Consegne =
1. Nel brano estratto, in che modo viene rivelato il nome di Dio davanti al roveto ardente del Sinai?
2. Aggiorna l'elenco sostituendo "white car's tail light" con "white car's headlight" in ogni punto in cui compare. Lascia invariato tutto il resto.

Brano estratto =

________________________

Mai così apertamente Gesù, come in queste ‘parole’ di addio, ci comunica il dono della nostra partecipazione alla stessa vita trinitaria: comunione in Gesù e nel Padre mediante l’amore dello Spirito.
Quale altra energia divina e profetica poteva trasmetterci Gesù? Entriamo, con le sue ‘parole’, nell’intimo del mistero di Dio!
Quello di Gesù poi, è un amore che ‘arde e non si consuma’ ( Li amò fino alla fine’), come nell’esperienza di Mosè, davanti al roveto ardente del Sinai( Es.3,2) dove il nome di Dio è rivelato come ‘Essere’ (Es.3,14); ora anche Gesù, nella sua comunione con Dio, ce ne rivela la sua intima natura: Dio è Padre, e noi siamo messi in comunione di amore col Padre:
<Se uno mi ama, osserverà la mia parola e il Padre mio lo amerà e noi verremo a lui e prenderemo dimora presso di lui >(14,23).
Cari amici, è questa la ‘nostra Pasqua’.
Questa verità è la nostra profezia, cioè la presenza in noi della Parola di Gesù, che può trasformare la vita da pigra, inquieta, informe e stanca della nostra quotidianità, anche quando facciamo parte della chiesa, in una nuova rinascita di grazia e di speranza.
La Pasqua dunque, è questo nostro ‘passaggio’ dalla sfiducia alla speranza, dalla banalità di gesti e parole, alla luce della grazia che si rinnova nella gioia della fede, dallo smarrimento alla bellezza della contemplazione, dall’inerzia della mediocrità alla passione della verità vissuta nella carità e nella misericordia.
Ecco perché non possiamo stare nella chiesa con un atteggiamento che sia soltanto di rimorchio e di accondiscendenza alla gestione clericale della vita sacramentale, dove spesso anche la Parola è piuttosto balbettata o maltrattata o piegata a fini particolari e rimane Parola senza speranza.
Se così avviene, dove poter fondare la certezza e la ragione della nostra fede, della nostra conversione, della nostra permanenza nella grazia della Parola di Gesù?
Come vivere concretamente in noi l’immagine di comunione tra la ‘vite e i tralci’, descritta ancora con tanta intensità nelle parole del ‘testamento’ di Gesù?
<Vi ho detto queste cose perché la mia gioia sia in voi e la vostra gioia sia piena> (15,11).

________________________

Elenco fornito =

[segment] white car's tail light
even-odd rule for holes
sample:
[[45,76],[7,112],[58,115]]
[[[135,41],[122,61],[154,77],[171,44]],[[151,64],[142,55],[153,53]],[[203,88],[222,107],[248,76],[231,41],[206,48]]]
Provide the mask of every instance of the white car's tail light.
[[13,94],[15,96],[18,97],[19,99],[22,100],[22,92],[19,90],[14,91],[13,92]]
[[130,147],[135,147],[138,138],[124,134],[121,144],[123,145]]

________________________

Risposte attese =
1. Come 'Essere' (Es.3,14).

2.
[segment] white car's headlight
even-odd rule for holes
sample:
[[45,76],[7,112],[58,115]]
[[[135,41],[122,61],[154,77],[171,44]],[[151,64],[142,55],[153,53]],[[203,88],[222,107],[248,76],[231,41],[206,48]]]
Provide the mask of every instance of the white car's headlight.
[[13,94],[15,96],[18,97],[19,99],[22,100],[22,92],[19,90],[14,91],[13,92]]
[[130,147],[135,147],[138,138],[124,134],[121,144],[123,145]]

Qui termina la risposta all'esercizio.